Format the lines below as a JSON list of strings, with one string for each line and all blank lines omitted.

==== Records for processing ====

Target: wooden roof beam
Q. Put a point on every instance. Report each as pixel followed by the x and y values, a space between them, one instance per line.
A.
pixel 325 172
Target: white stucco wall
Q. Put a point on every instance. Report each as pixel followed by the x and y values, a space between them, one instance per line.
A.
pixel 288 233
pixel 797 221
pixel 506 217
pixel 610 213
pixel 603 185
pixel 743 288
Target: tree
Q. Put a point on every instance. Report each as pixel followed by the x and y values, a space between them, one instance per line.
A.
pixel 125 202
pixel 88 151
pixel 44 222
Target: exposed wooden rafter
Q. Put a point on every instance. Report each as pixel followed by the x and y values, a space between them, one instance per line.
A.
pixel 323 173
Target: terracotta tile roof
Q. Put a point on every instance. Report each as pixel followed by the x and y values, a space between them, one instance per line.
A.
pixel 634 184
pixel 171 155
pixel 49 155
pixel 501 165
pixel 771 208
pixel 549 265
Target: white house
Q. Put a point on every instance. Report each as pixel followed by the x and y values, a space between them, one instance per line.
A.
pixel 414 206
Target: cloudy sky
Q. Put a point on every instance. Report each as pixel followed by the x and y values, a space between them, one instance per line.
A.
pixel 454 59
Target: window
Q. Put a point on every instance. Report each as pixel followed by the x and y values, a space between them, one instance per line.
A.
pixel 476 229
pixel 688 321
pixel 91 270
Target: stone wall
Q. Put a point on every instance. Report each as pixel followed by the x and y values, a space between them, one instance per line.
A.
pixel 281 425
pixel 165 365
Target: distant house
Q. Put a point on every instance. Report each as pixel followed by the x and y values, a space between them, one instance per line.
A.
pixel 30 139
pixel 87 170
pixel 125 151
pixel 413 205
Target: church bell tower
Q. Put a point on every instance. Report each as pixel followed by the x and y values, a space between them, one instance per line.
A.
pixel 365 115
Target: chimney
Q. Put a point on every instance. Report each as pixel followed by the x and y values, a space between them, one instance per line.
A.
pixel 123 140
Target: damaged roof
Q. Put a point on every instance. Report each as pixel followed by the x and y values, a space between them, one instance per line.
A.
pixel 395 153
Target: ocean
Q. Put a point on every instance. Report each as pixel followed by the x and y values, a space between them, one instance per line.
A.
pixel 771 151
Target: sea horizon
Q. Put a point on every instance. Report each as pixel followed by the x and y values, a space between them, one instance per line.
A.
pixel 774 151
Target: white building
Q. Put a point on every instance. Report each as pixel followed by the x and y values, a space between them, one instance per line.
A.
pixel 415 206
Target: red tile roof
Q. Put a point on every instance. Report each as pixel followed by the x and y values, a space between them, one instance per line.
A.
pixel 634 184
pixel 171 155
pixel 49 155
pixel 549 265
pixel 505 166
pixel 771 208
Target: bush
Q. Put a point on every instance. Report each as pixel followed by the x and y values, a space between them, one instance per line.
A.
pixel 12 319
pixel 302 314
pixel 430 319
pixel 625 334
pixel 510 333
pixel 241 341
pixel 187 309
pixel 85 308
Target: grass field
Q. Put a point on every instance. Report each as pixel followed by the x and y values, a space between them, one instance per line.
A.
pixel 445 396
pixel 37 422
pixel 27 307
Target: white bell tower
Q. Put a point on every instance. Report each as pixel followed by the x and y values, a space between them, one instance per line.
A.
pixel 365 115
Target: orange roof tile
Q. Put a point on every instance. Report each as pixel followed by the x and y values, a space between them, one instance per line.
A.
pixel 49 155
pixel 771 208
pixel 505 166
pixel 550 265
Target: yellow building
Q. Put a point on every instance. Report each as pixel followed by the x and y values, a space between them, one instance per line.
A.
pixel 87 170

====

> _Complete answer_
[
  "Target: wooden roof beam",
  "Q. Put a point on every instance. Report each as pixel followed by the x and y values, a space between them, one instance per line.",
  "A.",
  "pixel 325 172",
  "Target: white stucco wall",
  "Q. Put a point on every instance. Report each as pixel followed by the x and y values, a space between them, one instance per line.",
  "A.",
  "pixel 288 233",
  "pixel 797 221",
  "pixel 506 217",
  "pixel 610 213",
  "pixel 603 185",
  "pixel 743 288",
  "Target: tree",
  "Q. Put a point on every instance. Report each as pixel followed by the x and y values, a space between them, one instance per line.",
  "A.",
  "pixel 125 202",
  "pixel 88 151",
  "pixel 44 222",
  "Target: exposed wooden rafter",
  "Q. Put a point on every instance. Report each as pixel followed by the x and y values, a space between them, one instance per line.",
  "A.",
  "pixel 323 173",
  "Target: terracotta tile roof",
  "Q. Put a point on every instance. Report each as pixel followed by the x and y values, a space between them, one instance per line.",
  "A.",
  "pixel 634 184",
  "pixel 171 155",
  "pixel 49 155",
  "pixel 501 165",
  "pixel 771 208",
  "pixel 549 265",
  "Target: white house",
  "Q. Put a point on every instance. Report each as pixel followed by the x and y values, a space between them, one instance per line.",
  "A.",
  "pixel 414 206",
  "Target: cloudy sky",
  "Q. Put a point on every instance. Report each as pixel followed by the x and y values, a space between them, one instance per line.",
  "A.",
  "pixel 454 59",
  "Target: window",
  "Q. Put a point on every instance. Report each as pixel followed by the x and y values, a space between them, one instance per line.",
  "A.",
  "pixel 476 229",
  "pixel 688 321",
  "pixel 91 270",
  "Target: stone wall",
  "Q. Put a point on every instance. Report each as pixel followed by the x and y values, a space between them, one instance per line.",
  "A.",
  "pixel 281 425",
  "pixel 165 365",
  "Target: distant house",
  "Q. Put a point on every instance. Report each as pixel followed by the x and y values, a space between them, one instance per line.",
  "A.",
  "pixel 30 139",
  "pixel 87 170",
  "pixel 125 151",
  "pixel 413 205",
  "Target: church bell tower",
  "Q. Put a point on every instance. Report each as pixel followed by the x and y values, a space between them, one instance per line.",
  "A.",
  "pixel 365 115",
  "Target: chimney",
  "Q. Put a point on every instance. Report each as pixel followed by the x and y values, a space between them, one instance per line.",
  "A.",
  "pixel 123 140",
  "Target: damaged roof",
  "Q. Put a point on every instance. Report each as pixel followed by the x and y values, a space between them, one instance per line.",
  "A.",
  "pixel 395 153",
  "Target: ocean",
  "Q. Put a point on every instance. Report each as pixel followed by the x and y values, a space between them, one instance per line.",
  "A.",
  "pixel 771 151",
  "Target: sea horizon",
  "Q. Put a point on every instance. Report each as pixel followed by the x and y values, a space between them, one instance per line.",
  "A.",
  "pixel 774 151",
  "Target: white building",
  "Q. Put a point on every instance. Report each as pixel followed by the x and y values, a space between them, one instance per line.",
  "A.",
  "pixel 415 206",
  "Target: red tile roof",
  "Q. Put a point on every instance. Report each as pixel followed by the x and y values, a space between them, one instance per line.",
  "A.",
  "pixel 634 184",
  "pixel 171 155",
  "pixel 49 155",
  "pixel 549 265",
  "pixel 505 166",
  "pixel 771 208",
  "Target: bush",
  "Q. Put a point on every instance. Report each as pixel followed by the x and y values, a space between them, one instance per line.",
  "A.",
  "pixel 12 319",
  "pixel 302 314",
  "pixel 430 319",
  "pixel 625 334",
  "pixel 510 333",
  "pixel 241 341",
  "pixel 187 309",
  "pixel 85 308",
  "Target: grass field",
  "Q. Put a point on every instance. Report each as pixel followed by the x and y values, a space between them, one instance per line.",
  "A.",
  "pixel 445 396",
  "pixel 37 422",
  "pixel 27 307",
  "Target: white bell tower",
  "Q. Put a point on every instance. Report each as pixel followed by the x and y values, a space between them, one instance per line.",
  "A.",
  "pixel 365 115",
  "Target: orange roof tile",
  "Q. Put a point on every instance. Report each as pixel followed by the x and y values, a space between them, one instance per line.",
  "A.",
  "pixel 49 155",
  "pixel 771 208",
  "pixel 505 166",
  "pixel 550 265",
  "Target: yellow building",
  "Q. Put a point on every instance. Report each as pixel followed by the x and y values, a space between them, one instance per line.",
  "A.",
  "pixel 87 170"
]